Work instruction:
Print, exactly as written, the line containing "Expected output, for every instance of the winter" and every line after it, ending with the final line of the data below.

Source data:
^^^^^^^^

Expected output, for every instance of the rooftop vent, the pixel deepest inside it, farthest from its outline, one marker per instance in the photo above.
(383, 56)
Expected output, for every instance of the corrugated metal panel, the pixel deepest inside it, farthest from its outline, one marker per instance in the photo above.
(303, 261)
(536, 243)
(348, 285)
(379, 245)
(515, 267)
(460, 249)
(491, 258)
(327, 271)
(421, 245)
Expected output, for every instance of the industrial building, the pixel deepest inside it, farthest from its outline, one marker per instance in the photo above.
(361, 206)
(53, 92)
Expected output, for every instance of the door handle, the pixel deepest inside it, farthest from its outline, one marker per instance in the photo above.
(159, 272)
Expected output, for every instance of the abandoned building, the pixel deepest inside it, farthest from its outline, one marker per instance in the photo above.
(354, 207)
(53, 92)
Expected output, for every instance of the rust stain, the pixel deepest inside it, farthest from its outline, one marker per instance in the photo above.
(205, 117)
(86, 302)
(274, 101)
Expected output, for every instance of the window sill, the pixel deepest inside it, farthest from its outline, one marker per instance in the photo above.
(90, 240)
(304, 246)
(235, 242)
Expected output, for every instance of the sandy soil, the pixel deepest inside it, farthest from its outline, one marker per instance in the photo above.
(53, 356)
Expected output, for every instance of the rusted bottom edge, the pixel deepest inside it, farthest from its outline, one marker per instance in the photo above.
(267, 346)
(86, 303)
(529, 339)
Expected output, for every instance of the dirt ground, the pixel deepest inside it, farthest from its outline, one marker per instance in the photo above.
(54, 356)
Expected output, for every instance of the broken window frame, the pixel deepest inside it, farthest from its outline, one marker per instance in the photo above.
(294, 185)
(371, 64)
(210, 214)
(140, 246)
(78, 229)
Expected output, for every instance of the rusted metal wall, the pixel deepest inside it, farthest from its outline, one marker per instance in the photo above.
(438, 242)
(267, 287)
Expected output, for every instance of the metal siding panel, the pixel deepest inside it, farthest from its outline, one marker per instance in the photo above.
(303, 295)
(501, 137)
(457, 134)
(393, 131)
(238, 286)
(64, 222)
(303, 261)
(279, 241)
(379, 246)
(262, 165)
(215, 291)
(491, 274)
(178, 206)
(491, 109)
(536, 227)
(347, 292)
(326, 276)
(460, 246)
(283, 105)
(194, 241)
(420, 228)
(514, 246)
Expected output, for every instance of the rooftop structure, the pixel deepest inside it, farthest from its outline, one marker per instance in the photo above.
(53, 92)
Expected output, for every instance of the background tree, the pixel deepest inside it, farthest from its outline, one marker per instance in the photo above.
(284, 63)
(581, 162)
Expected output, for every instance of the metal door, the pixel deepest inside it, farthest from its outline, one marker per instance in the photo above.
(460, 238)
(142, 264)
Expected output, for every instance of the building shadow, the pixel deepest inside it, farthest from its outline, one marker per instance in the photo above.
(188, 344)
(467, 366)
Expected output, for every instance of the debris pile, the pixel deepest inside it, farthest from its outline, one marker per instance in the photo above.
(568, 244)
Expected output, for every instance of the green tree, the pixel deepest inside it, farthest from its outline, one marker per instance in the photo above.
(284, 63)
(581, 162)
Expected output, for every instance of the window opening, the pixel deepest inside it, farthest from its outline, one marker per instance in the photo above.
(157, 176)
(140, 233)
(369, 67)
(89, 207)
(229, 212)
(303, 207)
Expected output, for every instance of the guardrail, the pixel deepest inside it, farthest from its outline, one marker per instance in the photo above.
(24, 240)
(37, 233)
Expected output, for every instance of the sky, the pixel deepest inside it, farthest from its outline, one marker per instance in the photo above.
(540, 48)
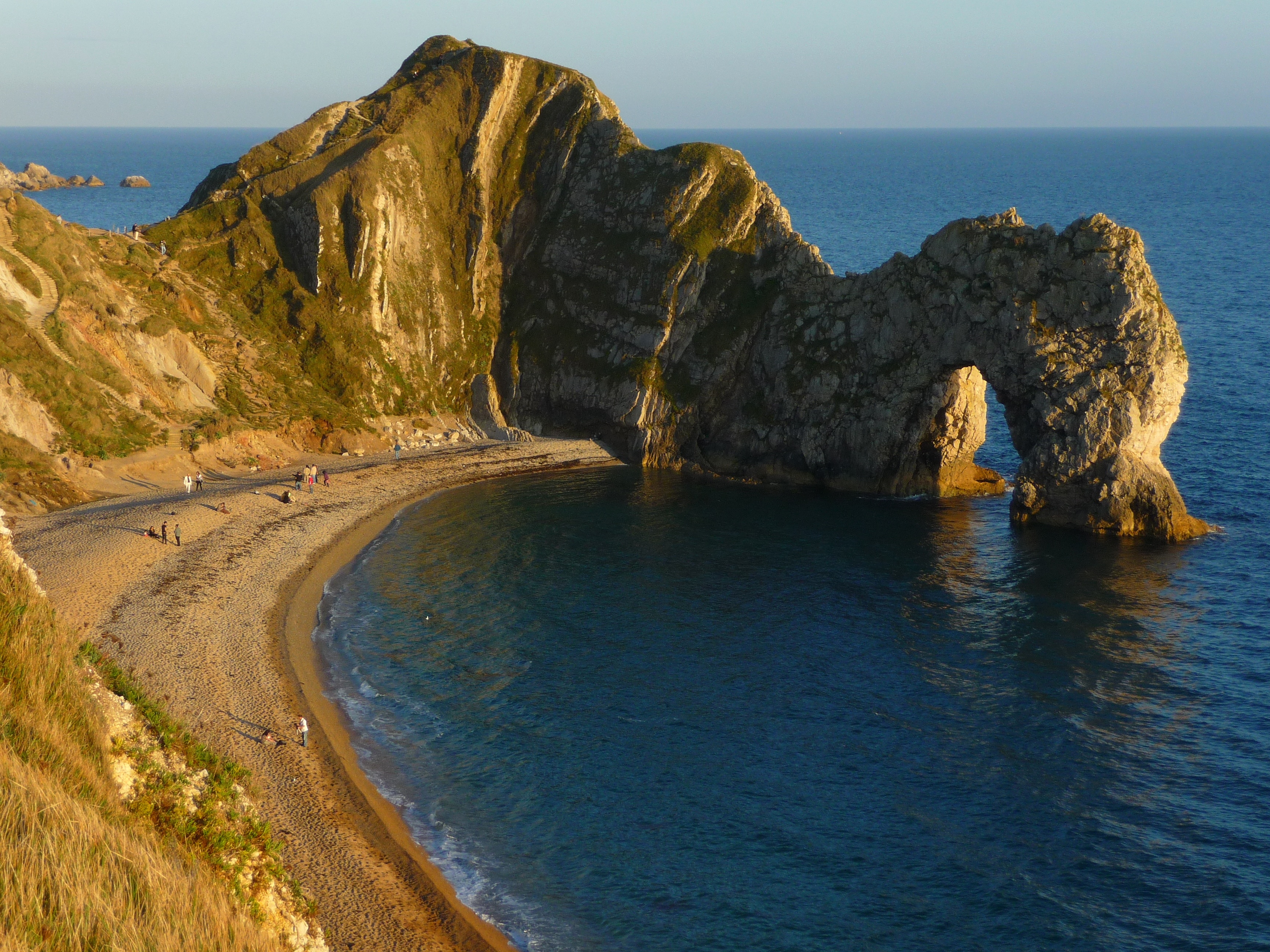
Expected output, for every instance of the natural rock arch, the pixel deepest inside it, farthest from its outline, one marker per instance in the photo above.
(488, 212)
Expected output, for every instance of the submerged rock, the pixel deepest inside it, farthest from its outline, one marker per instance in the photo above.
(488, 214)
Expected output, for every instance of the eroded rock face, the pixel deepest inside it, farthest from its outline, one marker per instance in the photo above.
(37, 178)
(491, 214)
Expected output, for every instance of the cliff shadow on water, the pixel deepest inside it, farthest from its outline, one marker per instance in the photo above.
(489, 214)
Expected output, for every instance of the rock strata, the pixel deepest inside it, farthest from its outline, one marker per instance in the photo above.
(488, 214)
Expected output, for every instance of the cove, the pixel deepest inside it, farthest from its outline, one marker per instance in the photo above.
(629, 710)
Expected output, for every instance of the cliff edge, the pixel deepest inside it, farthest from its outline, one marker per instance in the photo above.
(489, 214)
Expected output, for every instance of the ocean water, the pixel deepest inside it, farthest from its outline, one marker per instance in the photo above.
(173, 161)
(632, 711)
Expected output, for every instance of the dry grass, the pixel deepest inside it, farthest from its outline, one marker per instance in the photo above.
(77, 870)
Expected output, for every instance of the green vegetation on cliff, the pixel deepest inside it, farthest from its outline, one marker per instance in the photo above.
(78, 870)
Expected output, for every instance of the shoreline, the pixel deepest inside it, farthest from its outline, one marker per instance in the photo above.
(294, 621)
(222, 630)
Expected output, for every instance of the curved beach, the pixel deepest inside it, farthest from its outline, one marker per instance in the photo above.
(222, 630)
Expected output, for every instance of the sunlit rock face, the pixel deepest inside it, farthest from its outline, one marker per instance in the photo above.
(489, 214)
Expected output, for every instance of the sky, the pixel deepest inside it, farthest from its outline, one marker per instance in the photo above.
(667, 64)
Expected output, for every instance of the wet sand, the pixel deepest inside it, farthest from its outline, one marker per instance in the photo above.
(222, 629)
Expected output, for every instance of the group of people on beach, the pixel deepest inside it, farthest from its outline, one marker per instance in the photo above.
(310, 478)
(271, 740)
(163, 532)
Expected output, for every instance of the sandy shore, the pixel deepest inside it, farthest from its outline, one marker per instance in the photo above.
(222, 627)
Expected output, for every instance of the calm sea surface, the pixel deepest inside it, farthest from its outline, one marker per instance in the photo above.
(629, 711)
(173, 161)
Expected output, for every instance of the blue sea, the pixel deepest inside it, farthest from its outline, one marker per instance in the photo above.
(625, 710)
(173, 161)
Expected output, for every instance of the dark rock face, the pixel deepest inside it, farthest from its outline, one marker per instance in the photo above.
(485, 212)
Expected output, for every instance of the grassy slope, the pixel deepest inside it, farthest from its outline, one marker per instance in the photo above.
(78, 871)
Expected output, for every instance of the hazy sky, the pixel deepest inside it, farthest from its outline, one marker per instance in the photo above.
(666, 64)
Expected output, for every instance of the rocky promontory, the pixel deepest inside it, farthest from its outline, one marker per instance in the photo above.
(488, 214)
(37, 178)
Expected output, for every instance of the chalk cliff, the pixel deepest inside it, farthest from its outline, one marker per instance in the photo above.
(488, 214)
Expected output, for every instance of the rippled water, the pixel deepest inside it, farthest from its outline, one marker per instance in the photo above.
(172, 161)
(630, 711)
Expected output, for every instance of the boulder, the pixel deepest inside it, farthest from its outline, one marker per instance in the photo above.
(491, 223)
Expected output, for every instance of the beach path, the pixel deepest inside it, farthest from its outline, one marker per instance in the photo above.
(202, 627)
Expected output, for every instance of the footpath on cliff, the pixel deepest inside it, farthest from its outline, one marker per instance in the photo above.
(202, 626)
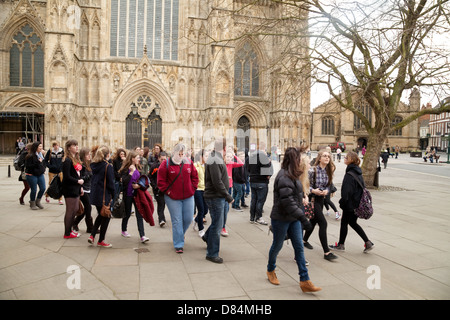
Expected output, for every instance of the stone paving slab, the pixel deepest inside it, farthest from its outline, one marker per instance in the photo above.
(410, 229)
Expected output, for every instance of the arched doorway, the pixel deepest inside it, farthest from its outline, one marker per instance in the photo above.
(133, 130)
(154, 130)
(243, 133)
(143, 124)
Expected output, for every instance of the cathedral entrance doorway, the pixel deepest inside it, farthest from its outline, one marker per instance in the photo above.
(143, 123)
(243, 134)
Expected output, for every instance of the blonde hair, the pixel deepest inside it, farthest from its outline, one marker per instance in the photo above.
(100, 154)
(129, 161)
(330, 168)
(304, 179)
(68, 154)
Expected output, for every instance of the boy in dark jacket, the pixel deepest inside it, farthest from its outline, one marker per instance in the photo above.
(53, 161)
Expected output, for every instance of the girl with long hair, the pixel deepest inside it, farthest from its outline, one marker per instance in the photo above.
(86, 174)
(320, 180)
(288, 217)
(130, 172)
(102, 183)
(351, 194)
(71, 186)
(34, 170)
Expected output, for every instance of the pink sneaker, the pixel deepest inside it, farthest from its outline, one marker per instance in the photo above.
(104, 244)
(72, 235)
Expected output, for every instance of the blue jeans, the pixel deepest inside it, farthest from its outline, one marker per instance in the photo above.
(259, 196)
(35, 181)
(238, 193)
(202, 208)
(295, 232)
(129, 201)
(212, 235)
(181, 214)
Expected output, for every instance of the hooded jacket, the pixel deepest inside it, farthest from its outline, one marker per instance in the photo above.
(216, 178)
(98, 180)
(287, 199)
(54, 159)
(184, 186)
(351, 191)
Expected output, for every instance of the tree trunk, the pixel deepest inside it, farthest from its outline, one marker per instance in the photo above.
(370, 161)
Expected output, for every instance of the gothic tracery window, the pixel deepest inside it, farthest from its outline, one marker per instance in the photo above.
(246, 72)
(26, 59)
(135, 23)
(328, 126)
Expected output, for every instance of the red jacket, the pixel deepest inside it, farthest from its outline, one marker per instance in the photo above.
(144, 204)
(184, 186)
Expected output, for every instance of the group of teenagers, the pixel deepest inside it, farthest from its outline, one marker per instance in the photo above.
(91, 177)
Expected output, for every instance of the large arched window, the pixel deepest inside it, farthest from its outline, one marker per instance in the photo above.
(328, 126)
(135, 23)
(246, 72)
(397, 132)
(26, 60)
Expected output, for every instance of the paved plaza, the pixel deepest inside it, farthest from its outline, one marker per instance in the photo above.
(410, 261)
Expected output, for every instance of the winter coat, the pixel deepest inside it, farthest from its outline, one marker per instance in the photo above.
(287, 199)
(144, 204)
(70, 186)
(216, 178)
(33, 166)
(98, 180)
(53, 160)
(184, 186)
(259, 167)
(351, 191)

^^^^^^^^

Your response:
Expected output, for every instance of the winter coat, the pixel deepest inside it, farthest from its outline, one marker per instance in the photo above.
(287, 199)
(144, 204)
(70, 186)
(216, 178)
(33, 166)
(98, 180)
(53, 160)
(184, 186)
(259, 167)
(351, 191)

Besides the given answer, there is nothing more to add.